### Records supplied
------------------------------------------------------------

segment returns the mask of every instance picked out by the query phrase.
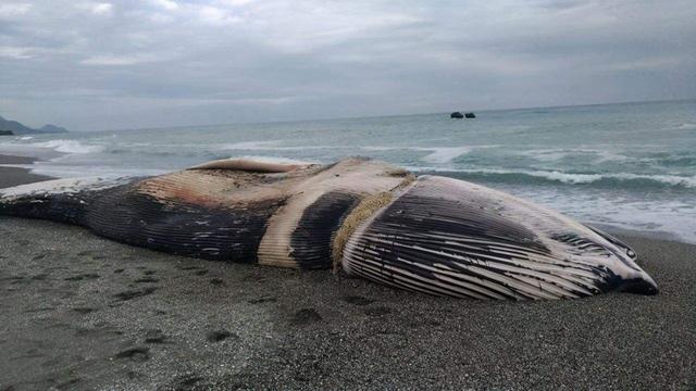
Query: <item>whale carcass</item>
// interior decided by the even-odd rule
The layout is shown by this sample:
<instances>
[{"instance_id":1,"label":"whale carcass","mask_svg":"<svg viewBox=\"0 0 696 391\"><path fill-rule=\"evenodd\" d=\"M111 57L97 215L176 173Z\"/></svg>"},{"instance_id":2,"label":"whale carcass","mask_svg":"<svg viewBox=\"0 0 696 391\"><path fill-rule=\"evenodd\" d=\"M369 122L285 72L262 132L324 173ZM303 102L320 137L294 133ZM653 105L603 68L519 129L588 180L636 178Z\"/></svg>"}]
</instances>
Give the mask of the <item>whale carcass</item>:
<instances>
[{"instance_id":1,"label":"whale carcass","mask_svg":"<svg viewBox=\"0 0 696 391\"><path fill-rule=\"evenodd\" d=\"M657 293L619 240L484 186L373 160L222 160L148 178L57 179L0 190L0 214L85 226L206 260L343 269L475 299Z\"/></svg>"}]
</instances>

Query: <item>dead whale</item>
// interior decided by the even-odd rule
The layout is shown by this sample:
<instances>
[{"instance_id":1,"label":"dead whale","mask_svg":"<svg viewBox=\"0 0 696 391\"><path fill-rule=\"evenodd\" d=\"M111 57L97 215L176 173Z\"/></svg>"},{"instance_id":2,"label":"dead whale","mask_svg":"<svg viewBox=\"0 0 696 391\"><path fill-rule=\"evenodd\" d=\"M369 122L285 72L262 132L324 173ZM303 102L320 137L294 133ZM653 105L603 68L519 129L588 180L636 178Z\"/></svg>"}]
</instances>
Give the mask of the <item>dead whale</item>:
<instances>
[{"instance_id":1,"label":"dead whale","mask_svg":"<svg viewBox=\"0 0 696 391\"><path fill-rule=\"evenodd\" d=\"M222 160L148 178L0 190L0 214L194 257L349 275L474 299L657 293L626 244L484 186L378 161Z\"/></svg>"}]
</instances>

------------------------------------------------------------

### Work instructions
Reproduce the listing above verbatim, line for line, and omit the picture placeholders.

### Exercise output
segment returns the mask of every instance picked out by the query phrase.
Query: <item>whale carcass</item>
// interior decided by the even-odd rule
The layout is shown by this sample:
<instances>
[{"instance_id":1,"label":"whale carcass","mask_svg":"<svg viewBox=\"0 0 696 391\"><path fill-rule=\"evenodd\" d=\"M111 57L97 215L176 173Z\"/></svg>"},{"instance_id":2,"label":"whale carcass","mask_svg":"<svg viewBox=\"0 0 696 391\"><path fill-rule=\"evenodd\" d=\"M369 122L285 72L262 132L324 173ZM303 102L320 137L294 133ZM653 105L603 68L519 129L588 180L636 178Z\"/></svg>"}]
</instances>
Give the mask of the <item>whale carcass</item>:
<instances>
[{"instance_id":1,"label":"whale carcass","mask_svg":"<svg viewBox=\"0 0 696 391\"><path fill-rule=\"evenodd\" d=\"M657 293L619 240L484 186L373 160L222 160L148 178L57 179L0 190L0 214L85 226L206 260L343 269L475 299Z\"/></svg>"}]
</instances>

Query: <item>dead whale</item>
// interior decided by the even-odd rule
The layout is shown by this sample:
<instances>
[{"instance_id":1,"label":"dead whale","mask_svg":"<svg viewBox=\"0 0 696 391\"><path fill-rule=\"evenodd\" d=\"M111 57L97 215L176 173Z\"/></svg>"},{"instance_id":2,"label":"dead whale","mask_svg":"<svg viewBox=\"0 0 696 391\"><path fill-rule=\"evenodd\" d=\"M369 122L285 72L262 132L324 173ZM303 102L320 137L294 133ZM653 105L603 68L519 129L588 180L636 178Z\"/></svg>"}]
</instances>
Give the mask of the <item>dead whale</item>:
<instances>
[{"instance_id":1,"label":"dead whale","mask_svg":"<svg viewBox=\"0 0 696 391\"><path fill-rule=\"evenodd\" d=\"M222 160L148 178L0 190L0 214L194 257L349 275L474 299L657 293L626 244L484 186L378 161Z\"/></svg>"}]
</instances>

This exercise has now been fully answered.